***** Task inputs
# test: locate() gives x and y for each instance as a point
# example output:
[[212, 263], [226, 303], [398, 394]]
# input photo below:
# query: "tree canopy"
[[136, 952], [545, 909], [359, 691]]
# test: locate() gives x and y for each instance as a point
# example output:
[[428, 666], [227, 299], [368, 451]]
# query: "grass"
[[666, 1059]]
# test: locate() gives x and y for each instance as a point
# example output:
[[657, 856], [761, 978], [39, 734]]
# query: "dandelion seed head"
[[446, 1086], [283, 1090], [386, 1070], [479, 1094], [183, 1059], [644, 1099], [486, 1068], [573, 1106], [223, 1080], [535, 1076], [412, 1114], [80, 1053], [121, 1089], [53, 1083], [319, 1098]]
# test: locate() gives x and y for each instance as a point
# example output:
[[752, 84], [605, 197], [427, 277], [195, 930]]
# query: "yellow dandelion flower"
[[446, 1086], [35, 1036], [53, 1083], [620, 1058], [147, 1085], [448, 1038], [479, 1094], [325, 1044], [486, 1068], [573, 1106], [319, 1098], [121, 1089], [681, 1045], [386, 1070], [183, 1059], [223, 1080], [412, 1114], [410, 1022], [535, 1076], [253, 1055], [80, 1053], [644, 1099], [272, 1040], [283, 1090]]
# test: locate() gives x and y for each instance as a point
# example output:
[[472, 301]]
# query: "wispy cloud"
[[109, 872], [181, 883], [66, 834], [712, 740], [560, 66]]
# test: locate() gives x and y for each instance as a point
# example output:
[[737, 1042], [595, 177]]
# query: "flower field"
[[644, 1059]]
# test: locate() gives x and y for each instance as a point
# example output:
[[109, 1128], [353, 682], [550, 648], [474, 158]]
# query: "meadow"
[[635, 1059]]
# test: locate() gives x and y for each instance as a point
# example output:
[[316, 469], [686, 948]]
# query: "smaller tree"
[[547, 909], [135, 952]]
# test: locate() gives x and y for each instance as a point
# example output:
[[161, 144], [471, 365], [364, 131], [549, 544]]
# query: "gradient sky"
**********
__Exercise aim__. Rescale the part of the material that opens with its first line and closes with the line containing "[[136, 952], [545, 909], [359, 691]]", both included, by rewriting every line in full with only the point coordinates in the answer multiplied by 1.1 and rounded to whole numbers, halves up. Leave all other numbers and text unchanged.

__Written answer__.
# test: locate() gives x and y for each instance as a point
# example output:
[[212, 263], [226, 303], [398, 394]]
# input photo below:
# query: "tree canopy"
[[150, 1047], [600, 1000], [395, 760]]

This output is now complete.